- TAREFA A REALIZAR
Dê seguimento ao texto sobre Marilena Chauí como mágico de bairro, a partir da última frase apresentada.

===== TRECHO CITADO

O
mágico de bairro é triste. É aquele sujeito que conhece dois ou três
truques velhos como o bairro, e tenta ludibriar o público com os gestos
cansados de quem já nem mesmo sabe o que faz ali. Ele faz por fazer, faz
para não ter quem lhe pergunte: “Você não era aquele que fazia...”.
Sim, era. Não é preciso muita atenção para perceber que sua habilidade é
pouca. Os movimentos todos, impudicos, se revelam: de onde está saindo a
água, onde foi parar o coelho, o dedo falso que pretende esconder o
lenço, a moeda que escorrega por trás da orelha, sob a camisa. Somente
as crianças lhe dão alguma atenção, e mesmo elas não mais se. Ninguém
mais se impressiona, mas ele não pode deixar de ser o que é.
“Quando quis tirar a máscara/ Estava pegada à cara/Quando a tirei e me vi ao espelho/ Já tinha envelhecido”
Marilena
Chauí é o mágico de bairro da esquerda brasileira. Conhece ainda alguns
truques, poucos e pouquíssimo convincentes. Há quem lhe dê ouvidos, mas
é só. Nem mesmo sua recente tentativa de tornar ideologicamente
legítima a aproximação do PT com o famigerado Paulo Maluf – “Grande
administrador!” – pode ser vista como novidade: apenas mais uma
tentativa de reescrever a história e dizer que a genuína tomada de poder
ainda está por vir. É o velho truque da esquerda: lançar ao futuro a
conta da revolução. Que as gerações vindouras saldem as dívidas, limpem o
sangue, justifiquem o silêncio. Feito isso, os mais radicais e menos
competentes – os barulhentos marginais do proletariado – bradam,
sinceros, que o partido se corrompeu, e acusam os primeiros de não ser
realmente a esquerda. E a história se repete tristemente.

==========
===== LINHAS DE DADOS

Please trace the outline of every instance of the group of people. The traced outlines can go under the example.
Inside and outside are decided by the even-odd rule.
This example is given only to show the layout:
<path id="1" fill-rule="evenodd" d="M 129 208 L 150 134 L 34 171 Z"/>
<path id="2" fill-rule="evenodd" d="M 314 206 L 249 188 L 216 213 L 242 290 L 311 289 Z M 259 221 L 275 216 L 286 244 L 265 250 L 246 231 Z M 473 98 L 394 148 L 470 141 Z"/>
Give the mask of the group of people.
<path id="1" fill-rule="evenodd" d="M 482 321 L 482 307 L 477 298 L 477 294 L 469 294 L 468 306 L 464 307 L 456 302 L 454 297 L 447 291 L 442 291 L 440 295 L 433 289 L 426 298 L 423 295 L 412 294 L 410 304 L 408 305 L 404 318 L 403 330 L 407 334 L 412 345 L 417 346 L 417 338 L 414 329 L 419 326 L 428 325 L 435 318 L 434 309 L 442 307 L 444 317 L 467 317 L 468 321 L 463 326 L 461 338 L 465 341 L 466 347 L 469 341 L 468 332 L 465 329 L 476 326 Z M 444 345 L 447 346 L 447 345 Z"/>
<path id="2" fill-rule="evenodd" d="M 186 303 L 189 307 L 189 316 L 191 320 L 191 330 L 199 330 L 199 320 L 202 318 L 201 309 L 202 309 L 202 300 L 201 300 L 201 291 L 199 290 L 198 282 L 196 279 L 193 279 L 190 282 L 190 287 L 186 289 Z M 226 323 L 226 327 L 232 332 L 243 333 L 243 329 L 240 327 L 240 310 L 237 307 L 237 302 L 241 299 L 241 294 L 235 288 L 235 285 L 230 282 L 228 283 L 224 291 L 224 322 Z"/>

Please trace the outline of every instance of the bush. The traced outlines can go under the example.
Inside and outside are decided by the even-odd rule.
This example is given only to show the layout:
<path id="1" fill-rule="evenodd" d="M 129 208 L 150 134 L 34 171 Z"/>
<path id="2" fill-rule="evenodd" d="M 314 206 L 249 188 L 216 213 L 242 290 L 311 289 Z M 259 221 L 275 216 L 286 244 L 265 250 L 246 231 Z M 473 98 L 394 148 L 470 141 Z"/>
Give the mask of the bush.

==========

- RESULTADO DO EXERCÍCIO
A professora da USP, nada propensa a considerar toda a, como direi, nervura do real, prefere mesmo lidar com as categorias estáveis próprias do socialismo, “aquela espécie de alfaiate que quando a roupa não fica boa, faz alterações no cliente”.
As pessoas realmente atrapalham, e exigir coerência é um modo de
insultar. Visto doutro modo, no entanto, o que há é coerência demais em
tudo: José Sarney, Fernando Collor de Mello e Paulo Maluf não são os
antigos inimigos que agora servem à causa – e talvez um dia não mais
servirão. São os precursores de um modo de se fazer e entender a
política recente que só pode ser plenamente compreendido com o advento
do petismo.
Para compreender o país, não é preciso recorrer a'Os Donos do Poder, de Raymundo Faoro, ou a Casa Grande e Senzala, de Gilberto Freyre. Basta o genial ensaio de Jorge Luis Borges, Kafka e seus precursores.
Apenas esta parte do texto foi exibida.